マルコによる福音書 7章14~23節 桝田翔希牧師
私は幼いころからエビが好きで、一人暮らしをする今でもよくエビを買ってしまいます。しかし、ユダヤ教では旧約聖書に基づく、コーシェルと呼ばれる食物規定があり、「ひれやうろこがある生き物」しか食べてはいけないとされ、エビは食べられないことになっています。特に食物規定のない日本で暮らしていると驚くような決まり事ですが、これらの規定は旧約聖書の研究で紀元前6世紀ごろのバビロン捕囚の時期に確立されたと言われています。王国が滅亡し捕囚民として外国で暮らさなくてはいけない、周囲には異教徒がたくさんいる、という状況の中で聖書の神を信じるイスラエルの民としての団結の方法の一つとして、食物規定は確定していったようです。

■ **課題 1**
上の本文の内容を二文で要約してください。

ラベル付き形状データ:

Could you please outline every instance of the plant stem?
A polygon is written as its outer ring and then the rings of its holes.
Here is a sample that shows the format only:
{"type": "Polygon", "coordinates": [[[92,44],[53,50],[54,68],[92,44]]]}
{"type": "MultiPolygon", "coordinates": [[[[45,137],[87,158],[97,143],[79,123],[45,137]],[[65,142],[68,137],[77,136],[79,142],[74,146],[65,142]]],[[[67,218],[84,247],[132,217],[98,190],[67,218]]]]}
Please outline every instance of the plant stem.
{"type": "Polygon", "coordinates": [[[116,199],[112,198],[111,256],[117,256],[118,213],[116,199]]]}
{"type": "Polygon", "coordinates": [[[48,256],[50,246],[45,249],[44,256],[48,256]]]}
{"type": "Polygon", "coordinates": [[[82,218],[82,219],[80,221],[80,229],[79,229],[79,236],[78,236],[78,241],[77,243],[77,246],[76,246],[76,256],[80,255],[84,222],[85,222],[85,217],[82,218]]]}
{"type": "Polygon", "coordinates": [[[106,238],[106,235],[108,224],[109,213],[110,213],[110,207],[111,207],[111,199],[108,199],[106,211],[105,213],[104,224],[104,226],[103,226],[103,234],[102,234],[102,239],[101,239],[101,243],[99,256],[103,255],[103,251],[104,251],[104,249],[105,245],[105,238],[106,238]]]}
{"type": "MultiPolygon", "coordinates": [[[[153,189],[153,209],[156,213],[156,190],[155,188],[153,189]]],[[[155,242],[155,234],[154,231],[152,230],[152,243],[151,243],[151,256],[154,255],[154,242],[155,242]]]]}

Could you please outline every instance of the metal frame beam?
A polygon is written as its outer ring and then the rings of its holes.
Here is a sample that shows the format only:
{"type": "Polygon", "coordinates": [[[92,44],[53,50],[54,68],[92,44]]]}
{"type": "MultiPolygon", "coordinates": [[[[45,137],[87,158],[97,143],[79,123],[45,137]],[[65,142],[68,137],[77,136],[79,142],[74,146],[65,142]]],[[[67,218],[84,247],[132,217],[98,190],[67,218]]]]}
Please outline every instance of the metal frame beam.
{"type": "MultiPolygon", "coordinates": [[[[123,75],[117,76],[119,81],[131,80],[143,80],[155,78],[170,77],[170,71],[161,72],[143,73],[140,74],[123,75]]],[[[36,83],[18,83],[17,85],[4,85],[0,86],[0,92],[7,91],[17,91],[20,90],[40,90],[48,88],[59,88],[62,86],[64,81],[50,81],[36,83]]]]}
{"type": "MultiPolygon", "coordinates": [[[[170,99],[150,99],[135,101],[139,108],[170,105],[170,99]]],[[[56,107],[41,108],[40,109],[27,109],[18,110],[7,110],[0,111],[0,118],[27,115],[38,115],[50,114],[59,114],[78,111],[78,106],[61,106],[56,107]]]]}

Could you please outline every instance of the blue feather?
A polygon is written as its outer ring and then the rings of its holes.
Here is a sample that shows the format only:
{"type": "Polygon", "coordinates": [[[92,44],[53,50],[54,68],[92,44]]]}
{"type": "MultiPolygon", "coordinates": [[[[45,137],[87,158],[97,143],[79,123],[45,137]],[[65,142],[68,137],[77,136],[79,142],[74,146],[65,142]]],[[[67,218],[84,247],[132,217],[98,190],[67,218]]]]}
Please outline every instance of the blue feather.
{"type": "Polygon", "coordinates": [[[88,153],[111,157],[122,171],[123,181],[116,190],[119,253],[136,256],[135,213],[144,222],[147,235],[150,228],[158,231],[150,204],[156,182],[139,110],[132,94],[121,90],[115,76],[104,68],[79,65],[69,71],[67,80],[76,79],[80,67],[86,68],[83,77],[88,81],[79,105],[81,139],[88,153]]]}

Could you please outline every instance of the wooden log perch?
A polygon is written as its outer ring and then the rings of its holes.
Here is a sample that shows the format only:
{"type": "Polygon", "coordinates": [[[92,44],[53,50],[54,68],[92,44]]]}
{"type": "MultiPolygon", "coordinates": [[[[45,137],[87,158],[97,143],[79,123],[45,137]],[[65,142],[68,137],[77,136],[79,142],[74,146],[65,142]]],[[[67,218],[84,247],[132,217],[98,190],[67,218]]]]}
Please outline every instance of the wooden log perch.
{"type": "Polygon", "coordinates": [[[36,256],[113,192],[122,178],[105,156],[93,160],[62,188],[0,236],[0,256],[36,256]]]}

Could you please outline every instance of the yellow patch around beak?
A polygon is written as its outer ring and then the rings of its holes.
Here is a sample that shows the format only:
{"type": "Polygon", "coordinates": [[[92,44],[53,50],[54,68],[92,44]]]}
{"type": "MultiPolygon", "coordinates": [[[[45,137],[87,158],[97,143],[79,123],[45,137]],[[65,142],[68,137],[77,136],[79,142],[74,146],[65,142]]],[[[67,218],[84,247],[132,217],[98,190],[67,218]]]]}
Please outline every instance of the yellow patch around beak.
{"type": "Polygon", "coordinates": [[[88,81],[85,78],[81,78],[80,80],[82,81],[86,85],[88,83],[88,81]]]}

■ **課題 2**
項目のうち「Could you please outline every instance of the yellow」を含む行から項目の最後の行までを、「yellow patch」を「yellow marking」に置き換えて書き直してください。ほかの部分は変えないでください。

■ **解答 1**
ユダヤ教には旧約聖書に基づくコーシェルという食物規定があり、「ひれやうろこがある生き物」しか食べてはいけないため、エビは食べられないとされている。この規定は紀元前6世紀ごろのバビロン捕囚の時期に確立されたと言われ、異教徒の多い外国で捕囚民として暮らすイスラエルの民が団結する方法の一つとして確定していったようだ。

■ **解答 2**
Could you please outline every instance of the yellow marking around beak?
A polygon is written as its outer ring and then the rings of its holes.
Here is a sample that shows the format only:
{"type": "Polygon", "coordinates": [[[92,44],[53,50],[54,68],[92,44]]]}
{"type": "MultiPolygon", "coordinates": [[[[45,137],[87,158],[97,143],[79,123],[45,137]],[[65,142],[68,137],[77,136],[79,142],[74,146],[65,142]]],[[[67,218],[84,247],[132,217],[98,190],[67,218]]]]}
Please outline every instance of the yellow marking around beak.
{"type": "Polygon", "coordinates": [[[88,81],[85,78],[81,78],[80,80],[82,81],[86,85],[88,83],[88,81]]]}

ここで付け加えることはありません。